Directive: Convert the records, from their first line through the line containing "point(236, 274)", into a JSON list of strings, one string per line and blank lines omitted. Both end lines are included, and no other lines belong in the list.

◇ ◇ ◇ ◇

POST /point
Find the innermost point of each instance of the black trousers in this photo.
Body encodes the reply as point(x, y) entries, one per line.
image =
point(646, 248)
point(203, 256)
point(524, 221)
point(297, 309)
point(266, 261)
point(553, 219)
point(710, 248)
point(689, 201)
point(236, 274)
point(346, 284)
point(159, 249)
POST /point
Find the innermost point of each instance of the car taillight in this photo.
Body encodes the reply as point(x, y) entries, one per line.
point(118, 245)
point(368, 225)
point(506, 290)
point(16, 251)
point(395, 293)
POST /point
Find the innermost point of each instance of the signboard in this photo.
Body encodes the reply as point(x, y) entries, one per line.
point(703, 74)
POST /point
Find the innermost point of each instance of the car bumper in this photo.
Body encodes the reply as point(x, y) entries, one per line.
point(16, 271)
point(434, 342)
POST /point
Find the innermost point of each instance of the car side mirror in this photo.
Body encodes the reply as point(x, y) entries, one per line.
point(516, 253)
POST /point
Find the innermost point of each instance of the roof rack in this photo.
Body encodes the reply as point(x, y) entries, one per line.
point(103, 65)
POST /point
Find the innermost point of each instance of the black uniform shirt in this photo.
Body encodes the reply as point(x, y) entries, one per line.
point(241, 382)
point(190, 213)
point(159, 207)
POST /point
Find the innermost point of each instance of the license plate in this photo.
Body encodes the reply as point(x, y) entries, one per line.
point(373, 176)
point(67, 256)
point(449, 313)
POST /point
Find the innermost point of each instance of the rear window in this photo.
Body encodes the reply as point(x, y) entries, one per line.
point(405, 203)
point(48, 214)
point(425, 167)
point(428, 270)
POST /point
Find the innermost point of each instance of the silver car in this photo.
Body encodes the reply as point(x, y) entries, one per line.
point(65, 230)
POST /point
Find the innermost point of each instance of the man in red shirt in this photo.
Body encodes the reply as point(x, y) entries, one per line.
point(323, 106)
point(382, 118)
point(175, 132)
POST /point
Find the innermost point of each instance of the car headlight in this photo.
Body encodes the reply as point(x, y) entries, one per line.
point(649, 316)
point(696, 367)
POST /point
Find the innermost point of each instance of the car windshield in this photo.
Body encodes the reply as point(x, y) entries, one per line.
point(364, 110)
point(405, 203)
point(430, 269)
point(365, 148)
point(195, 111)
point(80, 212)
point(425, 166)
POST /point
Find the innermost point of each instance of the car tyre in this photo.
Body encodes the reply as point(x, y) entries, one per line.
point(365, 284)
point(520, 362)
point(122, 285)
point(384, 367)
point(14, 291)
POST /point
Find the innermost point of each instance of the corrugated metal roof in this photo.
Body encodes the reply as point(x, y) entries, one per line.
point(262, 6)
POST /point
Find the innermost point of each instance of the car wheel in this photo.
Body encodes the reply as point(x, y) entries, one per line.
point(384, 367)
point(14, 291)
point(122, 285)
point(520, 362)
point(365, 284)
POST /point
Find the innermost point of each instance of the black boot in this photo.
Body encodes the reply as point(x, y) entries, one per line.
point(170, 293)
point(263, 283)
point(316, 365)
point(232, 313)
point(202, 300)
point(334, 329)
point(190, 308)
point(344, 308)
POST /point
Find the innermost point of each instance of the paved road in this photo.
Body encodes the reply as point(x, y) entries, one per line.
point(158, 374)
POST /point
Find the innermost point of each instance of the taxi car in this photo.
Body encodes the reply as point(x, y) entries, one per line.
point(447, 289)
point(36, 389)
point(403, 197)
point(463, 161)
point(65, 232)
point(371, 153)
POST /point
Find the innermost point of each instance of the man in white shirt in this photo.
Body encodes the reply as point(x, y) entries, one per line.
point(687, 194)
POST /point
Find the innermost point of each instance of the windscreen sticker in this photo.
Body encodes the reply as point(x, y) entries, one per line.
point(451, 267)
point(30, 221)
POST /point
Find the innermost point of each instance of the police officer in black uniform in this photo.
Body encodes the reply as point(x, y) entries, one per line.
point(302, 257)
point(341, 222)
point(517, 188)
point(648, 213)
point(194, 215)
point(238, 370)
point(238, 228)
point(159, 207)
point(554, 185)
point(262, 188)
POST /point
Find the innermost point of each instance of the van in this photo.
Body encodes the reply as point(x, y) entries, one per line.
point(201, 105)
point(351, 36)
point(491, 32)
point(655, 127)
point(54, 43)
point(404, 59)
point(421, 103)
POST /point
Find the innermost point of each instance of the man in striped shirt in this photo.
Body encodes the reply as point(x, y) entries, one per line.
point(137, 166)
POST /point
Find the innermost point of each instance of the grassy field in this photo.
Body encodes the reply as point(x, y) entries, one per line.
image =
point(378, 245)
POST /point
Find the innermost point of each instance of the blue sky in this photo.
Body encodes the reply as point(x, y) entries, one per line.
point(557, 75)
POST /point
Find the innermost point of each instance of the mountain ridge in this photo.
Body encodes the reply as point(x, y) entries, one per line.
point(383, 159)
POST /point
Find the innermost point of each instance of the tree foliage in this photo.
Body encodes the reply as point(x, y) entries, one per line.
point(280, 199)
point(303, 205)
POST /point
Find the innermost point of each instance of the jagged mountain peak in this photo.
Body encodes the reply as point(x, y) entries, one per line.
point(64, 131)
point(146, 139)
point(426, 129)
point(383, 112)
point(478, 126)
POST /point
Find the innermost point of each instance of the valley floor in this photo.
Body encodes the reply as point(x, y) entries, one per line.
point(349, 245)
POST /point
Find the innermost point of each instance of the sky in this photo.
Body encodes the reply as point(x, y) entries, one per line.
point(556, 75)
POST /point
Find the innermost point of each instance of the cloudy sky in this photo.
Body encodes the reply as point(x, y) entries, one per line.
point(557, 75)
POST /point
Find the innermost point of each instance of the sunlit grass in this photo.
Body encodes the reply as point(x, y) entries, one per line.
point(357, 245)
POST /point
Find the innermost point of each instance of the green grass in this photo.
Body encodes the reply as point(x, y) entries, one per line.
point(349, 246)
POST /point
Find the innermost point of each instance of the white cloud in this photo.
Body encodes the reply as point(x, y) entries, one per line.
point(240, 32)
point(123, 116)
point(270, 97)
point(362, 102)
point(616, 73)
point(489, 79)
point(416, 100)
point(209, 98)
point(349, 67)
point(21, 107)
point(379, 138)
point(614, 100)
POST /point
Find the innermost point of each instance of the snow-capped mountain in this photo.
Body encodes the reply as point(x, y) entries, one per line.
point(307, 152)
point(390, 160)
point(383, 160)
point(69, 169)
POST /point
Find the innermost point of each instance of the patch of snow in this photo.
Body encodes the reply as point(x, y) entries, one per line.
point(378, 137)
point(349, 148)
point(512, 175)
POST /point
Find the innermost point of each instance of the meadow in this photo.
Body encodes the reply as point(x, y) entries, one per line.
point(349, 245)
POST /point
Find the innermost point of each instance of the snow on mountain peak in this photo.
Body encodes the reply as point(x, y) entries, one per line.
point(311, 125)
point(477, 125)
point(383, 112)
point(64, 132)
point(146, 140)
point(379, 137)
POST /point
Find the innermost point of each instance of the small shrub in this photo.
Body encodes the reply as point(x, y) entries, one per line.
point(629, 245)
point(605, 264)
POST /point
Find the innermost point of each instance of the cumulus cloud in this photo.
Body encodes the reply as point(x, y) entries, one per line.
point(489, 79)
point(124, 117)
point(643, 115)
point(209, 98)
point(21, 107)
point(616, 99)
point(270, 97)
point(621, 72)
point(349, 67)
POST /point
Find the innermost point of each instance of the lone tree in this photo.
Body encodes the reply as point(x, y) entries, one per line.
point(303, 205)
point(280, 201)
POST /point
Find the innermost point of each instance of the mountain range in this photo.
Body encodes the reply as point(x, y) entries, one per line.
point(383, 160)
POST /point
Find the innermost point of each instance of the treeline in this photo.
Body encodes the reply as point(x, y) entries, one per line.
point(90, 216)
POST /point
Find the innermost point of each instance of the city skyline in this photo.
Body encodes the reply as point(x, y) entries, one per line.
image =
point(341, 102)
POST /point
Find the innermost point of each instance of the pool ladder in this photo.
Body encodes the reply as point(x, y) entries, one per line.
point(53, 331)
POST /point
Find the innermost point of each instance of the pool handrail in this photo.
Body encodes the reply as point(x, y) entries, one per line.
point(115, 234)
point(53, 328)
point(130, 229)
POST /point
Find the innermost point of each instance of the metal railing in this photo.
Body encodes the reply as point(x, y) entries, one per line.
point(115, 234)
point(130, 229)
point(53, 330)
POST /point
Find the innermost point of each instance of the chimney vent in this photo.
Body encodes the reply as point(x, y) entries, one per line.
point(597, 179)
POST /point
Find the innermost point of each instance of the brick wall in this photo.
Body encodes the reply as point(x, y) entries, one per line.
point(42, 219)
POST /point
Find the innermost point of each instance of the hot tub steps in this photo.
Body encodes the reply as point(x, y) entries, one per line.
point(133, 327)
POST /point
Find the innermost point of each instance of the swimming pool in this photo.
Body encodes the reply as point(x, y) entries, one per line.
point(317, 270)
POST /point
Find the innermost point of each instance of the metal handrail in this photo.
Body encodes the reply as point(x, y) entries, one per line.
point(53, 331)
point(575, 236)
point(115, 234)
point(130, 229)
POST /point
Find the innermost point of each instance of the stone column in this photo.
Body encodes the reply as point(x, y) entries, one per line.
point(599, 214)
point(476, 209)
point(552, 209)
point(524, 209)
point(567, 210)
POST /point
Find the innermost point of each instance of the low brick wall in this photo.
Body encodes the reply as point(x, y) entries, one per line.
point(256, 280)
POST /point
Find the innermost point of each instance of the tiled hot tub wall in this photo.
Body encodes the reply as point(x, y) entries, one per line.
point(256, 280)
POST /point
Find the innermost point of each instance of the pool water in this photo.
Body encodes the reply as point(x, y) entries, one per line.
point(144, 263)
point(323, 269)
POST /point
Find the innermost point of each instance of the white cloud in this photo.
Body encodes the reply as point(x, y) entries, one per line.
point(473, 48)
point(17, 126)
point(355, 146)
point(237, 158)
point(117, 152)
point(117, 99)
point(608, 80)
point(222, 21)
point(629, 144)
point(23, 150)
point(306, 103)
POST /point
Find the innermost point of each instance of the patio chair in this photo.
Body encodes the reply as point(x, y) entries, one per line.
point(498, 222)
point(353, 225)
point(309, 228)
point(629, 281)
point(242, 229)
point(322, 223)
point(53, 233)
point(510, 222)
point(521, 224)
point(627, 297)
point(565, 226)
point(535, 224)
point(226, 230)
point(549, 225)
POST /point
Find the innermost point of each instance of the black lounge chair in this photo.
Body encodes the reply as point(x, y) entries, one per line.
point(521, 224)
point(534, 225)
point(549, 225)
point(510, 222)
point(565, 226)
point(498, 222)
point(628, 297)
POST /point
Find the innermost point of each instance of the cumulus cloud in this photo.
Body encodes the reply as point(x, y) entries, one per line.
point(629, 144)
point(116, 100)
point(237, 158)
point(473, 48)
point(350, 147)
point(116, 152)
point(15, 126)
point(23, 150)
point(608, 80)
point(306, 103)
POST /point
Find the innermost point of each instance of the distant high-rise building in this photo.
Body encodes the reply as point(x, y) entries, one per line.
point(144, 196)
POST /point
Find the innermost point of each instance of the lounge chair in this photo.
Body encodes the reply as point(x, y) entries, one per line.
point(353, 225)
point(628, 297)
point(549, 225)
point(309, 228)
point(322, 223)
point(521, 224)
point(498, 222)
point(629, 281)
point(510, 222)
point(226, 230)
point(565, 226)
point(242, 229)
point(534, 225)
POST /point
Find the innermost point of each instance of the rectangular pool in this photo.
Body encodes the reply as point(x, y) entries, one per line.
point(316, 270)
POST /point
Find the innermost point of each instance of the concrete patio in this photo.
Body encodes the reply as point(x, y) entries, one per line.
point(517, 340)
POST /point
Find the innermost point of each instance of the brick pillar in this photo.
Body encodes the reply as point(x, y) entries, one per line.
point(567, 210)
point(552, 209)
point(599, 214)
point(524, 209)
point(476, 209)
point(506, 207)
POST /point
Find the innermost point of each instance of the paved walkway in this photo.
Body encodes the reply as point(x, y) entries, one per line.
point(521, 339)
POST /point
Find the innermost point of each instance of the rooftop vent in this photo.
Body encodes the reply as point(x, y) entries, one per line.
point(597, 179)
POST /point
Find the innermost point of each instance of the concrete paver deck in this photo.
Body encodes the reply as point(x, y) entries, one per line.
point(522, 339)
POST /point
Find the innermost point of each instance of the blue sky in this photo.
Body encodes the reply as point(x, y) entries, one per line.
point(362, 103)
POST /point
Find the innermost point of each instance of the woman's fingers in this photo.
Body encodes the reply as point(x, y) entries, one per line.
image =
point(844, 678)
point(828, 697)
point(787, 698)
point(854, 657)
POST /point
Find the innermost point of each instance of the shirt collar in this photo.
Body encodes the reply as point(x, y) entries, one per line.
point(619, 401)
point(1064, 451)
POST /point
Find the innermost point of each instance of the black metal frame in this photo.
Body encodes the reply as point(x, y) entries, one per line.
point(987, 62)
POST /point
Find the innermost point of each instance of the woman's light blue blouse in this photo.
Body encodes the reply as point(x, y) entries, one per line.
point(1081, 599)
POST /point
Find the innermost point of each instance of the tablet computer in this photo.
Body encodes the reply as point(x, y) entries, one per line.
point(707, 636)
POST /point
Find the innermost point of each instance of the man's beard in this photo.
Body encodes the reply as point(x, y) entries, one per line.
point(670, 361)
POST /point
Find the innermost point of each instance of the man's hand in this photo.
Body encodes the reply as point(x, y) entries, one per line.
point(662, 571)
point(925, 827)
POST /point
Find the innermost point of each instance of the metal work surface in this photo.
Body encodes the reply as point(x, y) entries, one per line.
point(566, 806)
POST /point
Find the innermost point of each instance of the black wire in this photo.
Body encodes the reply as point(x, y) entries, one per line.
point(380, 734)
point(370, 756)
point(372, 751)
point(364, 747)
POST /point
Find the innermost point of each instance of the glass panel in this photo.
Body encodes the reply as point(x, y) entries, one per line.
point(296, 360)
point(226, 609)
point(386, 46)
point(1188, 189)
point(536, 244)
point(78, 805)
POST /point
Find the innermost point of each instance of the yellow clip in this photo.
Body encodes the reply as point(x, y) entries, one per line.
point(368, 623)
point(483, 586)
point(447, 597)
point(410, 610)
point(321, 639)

◇ ◇ ◇ ◇

The output:
[
  "POST /point",
  "Find the innermost point of each instance of the black trousers in this photo.",
  "Body encodes the reply as point(x, y) entries, one per line.",
  "image =",
  "point(646, 248)",
  "point(203, 256)",
  "point(524, 221)",
  "point(297, 309)",
  "point(266, 261)",
  "point(553, 219)",
  "point(710, 248)",
  "point(689, 201)",
  "point(236, 274)"
]